§ Job
Can you put every line of the items below into a Markdown table with a "No." column for the row number and a "Text" column for the line, leaving out the blank lines?

§ Dataset rows
— begin —

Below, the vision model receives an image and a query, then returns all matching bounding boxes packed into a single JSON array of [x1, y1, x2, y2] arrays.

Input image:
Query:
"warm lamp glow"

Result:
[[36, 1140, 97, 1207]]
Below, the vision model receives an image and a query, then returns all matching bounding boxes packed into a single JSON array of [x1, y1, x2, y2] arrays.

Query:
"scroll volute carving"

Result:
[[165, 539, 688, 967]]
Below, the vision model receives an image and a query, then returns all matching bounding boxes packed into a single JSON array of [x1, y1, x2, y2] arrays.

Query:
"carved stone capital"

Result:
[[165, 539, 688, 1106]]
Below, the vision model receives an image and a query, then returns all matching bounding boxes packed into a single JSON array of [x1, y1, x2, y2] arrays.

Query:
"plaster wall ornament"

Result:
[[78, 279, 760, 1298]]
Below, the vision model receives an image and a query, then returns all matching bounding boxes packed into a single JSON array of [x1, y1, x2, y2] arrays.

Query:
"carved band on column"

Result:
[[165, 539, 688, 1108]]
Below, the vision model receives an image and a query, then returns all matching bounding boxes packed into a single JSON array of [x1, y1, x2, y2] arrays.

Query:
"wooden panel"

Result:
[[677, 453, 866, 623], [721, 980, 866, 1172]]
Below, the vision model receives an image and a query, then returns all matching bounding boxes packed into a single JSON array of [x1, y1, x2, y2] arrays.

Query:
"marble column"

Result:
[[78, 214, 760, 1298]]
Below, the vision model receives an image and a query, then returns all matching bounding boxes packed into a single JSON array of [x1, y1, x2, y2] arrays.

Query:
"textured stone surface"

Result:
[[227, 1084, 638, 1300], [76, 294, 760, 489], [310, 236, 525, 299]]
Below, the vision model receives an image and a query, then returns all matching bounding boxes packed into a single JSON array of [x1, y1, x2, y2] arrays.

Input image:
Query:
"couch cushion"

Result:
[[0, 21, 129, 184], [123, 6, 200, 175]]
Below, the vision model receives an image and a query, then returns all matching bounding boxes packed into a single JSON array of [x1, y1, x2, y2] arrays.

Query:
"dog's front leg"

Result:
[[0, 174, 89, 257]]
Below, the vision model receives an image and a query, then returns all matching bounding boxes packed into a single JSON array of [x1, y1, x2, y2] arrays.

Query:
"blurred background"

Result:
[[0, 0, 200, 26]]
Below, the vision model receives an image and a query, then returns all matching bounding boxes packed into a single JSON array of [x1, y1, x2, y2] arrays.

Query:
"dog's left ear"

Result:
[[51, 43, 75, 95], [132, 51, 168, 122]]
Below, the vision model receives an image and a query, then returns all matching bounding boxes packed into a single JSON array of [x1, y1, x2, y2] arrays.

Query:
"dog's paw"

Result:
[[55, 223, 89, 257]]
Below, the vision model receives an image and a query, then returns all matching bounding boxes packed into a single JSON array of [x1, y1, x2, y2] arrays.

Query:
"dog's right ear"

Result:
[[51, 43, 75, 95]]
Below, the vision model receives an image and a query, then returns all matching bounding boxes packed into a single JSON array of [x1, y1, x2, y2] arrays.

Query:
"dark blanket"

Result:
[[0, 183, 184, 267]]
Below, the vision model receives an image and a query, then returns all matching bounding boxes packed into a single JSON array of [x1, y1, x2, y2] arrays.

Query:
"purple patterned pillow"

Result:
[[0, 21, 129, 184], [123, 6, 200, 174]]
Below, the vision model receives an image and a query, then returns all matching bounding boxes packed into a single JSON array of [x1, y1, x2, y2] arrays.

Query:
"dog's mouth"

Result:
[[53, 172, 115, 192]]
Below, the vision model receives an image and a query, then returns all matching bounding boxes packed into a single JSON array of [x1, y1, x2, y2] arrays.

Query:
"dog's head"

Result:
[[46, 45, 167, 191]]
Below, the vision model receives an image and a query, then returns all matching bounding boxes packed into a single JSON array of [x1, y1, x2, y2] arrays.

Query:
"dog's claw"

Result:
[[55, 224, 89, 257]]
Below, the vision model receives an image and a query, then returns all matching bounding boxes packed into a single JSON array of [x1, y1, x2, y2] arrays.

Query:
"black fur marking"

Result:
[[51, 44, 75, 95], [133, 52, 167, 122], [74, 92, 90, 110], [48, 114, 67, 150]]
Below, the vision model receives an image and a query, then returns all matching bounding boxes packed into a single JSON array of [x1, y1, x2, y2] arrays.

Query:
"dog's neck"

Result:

— end —

§ Exercise response
| No. | Text |
|---|---|
| 1 | Below, the vision model receives an image and a query, then returns all matching bounding boxes packed into a single JSON array of [x1, y1, x2, y2] arrays. |
| 2 | Input image: |
| 3 | Query: |
| 4 | "warm lamp glow" |
| 5 | Result: |
| 6 | [[36, 1140, 97, 1207]] |
| 7 | Below, the vision model receives an image and a query, then returns all matching bounding boxes packed into a single JSON array of [x1, y1, x2, y2] arrays. |
| 8 | Query: |
| 9 | "scroll volute carving" |
| 10 | Result: |
| 11 | [[165, 539, 688, 967]] |
| 12 | Below, the vision model receives an image and a query, then returns all matching bounding boxes packed into a single JSON array of [x1, y1, x2, y2] arrays. |
| 13 | Query: |
| 14 | "carved stone capital" |
| 15 | Result: |
| 16 | [[165, 539, 688, 1106]] |
| 17 | Below, the vision model receives an image and a query, then returns all matching bounding boxes packed into a single JSON array of [x1, y1, x2, y2] arrays. |
| 18 | Query: |
| 19 | "plaster wall ornament" |
| 20 | Result: |
| 21 | [[78, 279, 760, 1298]] |
| 22 | Below, the vision model receives an image and a query, then returns all matching bounding boxes packed into a single JSON array of [x1, y1, x2, y2] arrays. |
| 23 | Query: |
| 24 | "carved band on column" |
| 25 | Result: |
| 26 | [[165, 539, 688, 1108]] |
| 27 | Below, the vision model receives an image and a query, then returns all matching bounding boxes packed into a single JSON array of [x1, y1, x2, y2] arrays. |
| 28 | Query: |
| 29 | "wooden panel" |
| 30 | Result: |
| 31 | [[677, 453, 866, 623], [721, 980, 866, 1172]] |
| 32 | Below, the vision model receives an image and a query, then returns all matching bounding boxes packed into a single JSON array of [x1, y1, x2, y2] arrays. |
| 33 | Query: |
| 34 | "marble column" |
| 35 | Result: |
| 36 | [[78, 214, 760, 1298]] |
| 37 | Below, the vision model receives an image and a query, then returns all matching bounding boxes packed into a single JSON array of [x1, y1, x2, y2] arrays. |
| 38 | Query: |
| 39 | "textured stone surface" |
| 40 | Result: |
| 41 | [[227, 1084, 638, 1300], [76, 294, 760, 489], [310, 236, 525, 299]] |
| 42 | Below, the vision model receives an image and a query, then returns all matching bounding boxes packed into a single JSON array of [x1, y1, x2, y2] arrays. |
| 43 | Input image: |
| 44 | Query: |
| 45 | "couch cushion" |
| 46 | Result: |
| 47 | [[0, 21, 129, 184], [123, 6, 200, 175]] |
| 48 | Below, the vision model receives an image and a query, then returns all matching bounding boxes packed into a single JSON array of [x1, y1, x2, y2] arrays. |
| 49 | Query: |
| 50 | "dog's front leg" |
| 51 | Result: |
| 52 | [[0, 174, 89, 257]] |
| 53 | Below, the vision model receives an image and a query, then returns all matching bounding boxes packed into a single JSON array of [x1, y1, x2, y2] arrays. |
| 54 | Query: |
| 55 | "blurred background" |
| 56 | Result: |
| 57 | [[0, 0, 200, 26]] |
| 58 | Below, the vision model receives an image and a query, then returns all matching bounding boxes packed into a single JSON array of [x1, y1, x2, y2] arrays. |
| 59 | Query: |
| 60 | "dog's left ear" |
| 61 | Result: |
| 62 | [[51, 43, 75, 95], [132, 51, 168, 122]] |
| 63 | Below, the vision model receives an image and a query, then returns all matching bounding boxes packed into a single JSON array of [x1, y1, x2, y2] arrays. |
| 64 | Query: |
| 65 | "dog's paw" |
| 66 | Result: |
| 67 | [[55, 223, 89, 257]] |
| 68 | Below, the vision model receives an image and a query, then returns all matching bounding boxes packed into a single JSON array of [x1, y1, x2, y2] arrays. |
| 69 | Query: |
| 70 | "dog's right ear" |
| 71 | Result: |
| 72 | [[51, 43, 75, 95]] |
| 73 | Below, the vision model receives an image and a query, then returns all matching bounding boxes packed into a single JSON array of [x1, y1, x2, y2] arrays. |
| 74 | Query: |
| 75 | "dark blanket" |
| 76 | Result: |
| 77 | [[0, 183, 184, 267]] |
| 78 | Below, the vision model receives an image and a query, then returns all matching bounding boxes packed into a single JSON array of [x1, y1, x2, y2] arrays. |
| 79 | Query: |
| 80 | "purple patterned pillow" |
| 81 | Result: |
| 82 | [[0, 21, 129, 184], [123, 6, 200, 174]] |
| 83 | Below, the vision model receives an image and a query, then returns all matching bounding boxes packed into a single JSON array of [x1, y1, x2, y2] arrays. |
| 84 | Query: |
| 85 | "dog's mouth" |
| 86 | Result: |
| 87 | [[53, 172, 115, 192]] |
| 88 | Below, the vision model receives an image and a query, then returns all matching bounding boxes packed into a single JSON array of [x1, y1, x2, y2] arrays. |
| 89 | Query: |
| 90 | "dog's head" |
| 91 | Result: |
| 92 | [[46, 45, 167, 191]] |
| 93 | Below, the vision model receives an image and a query, then returns all matching bounding boxes packed into a single JSON array of [x1, y1, x2, y2] arrays. |
| 94 | Query: |
| 95 | "dog's claw" |
| 96 | Result: |
| 97 | [[55, 224, 89, 257]] |
| 98 | Below, the vision model receives an image and a query, then returns all matching bounding boxes packed into a single JSON array of [x1, y1, x2, y2] arrays. |
| 99 | Query: |
| 100 | "black fur marking" |
| 101 | Result: |
| 102 | [[51, 44, 75, 95], [133, 52, 167, 122], [74, 92, 90, 110], [48, 114, 67, 150]] |
| 103 | Below, the vision model receives an image and a query, then returns all matching bounding boxes packed into a single JSON array of [x1, y1, x2, y2] arrays. |
| 104 | Query: |
| 105 | "dog's neck" |
| 106 | Result: |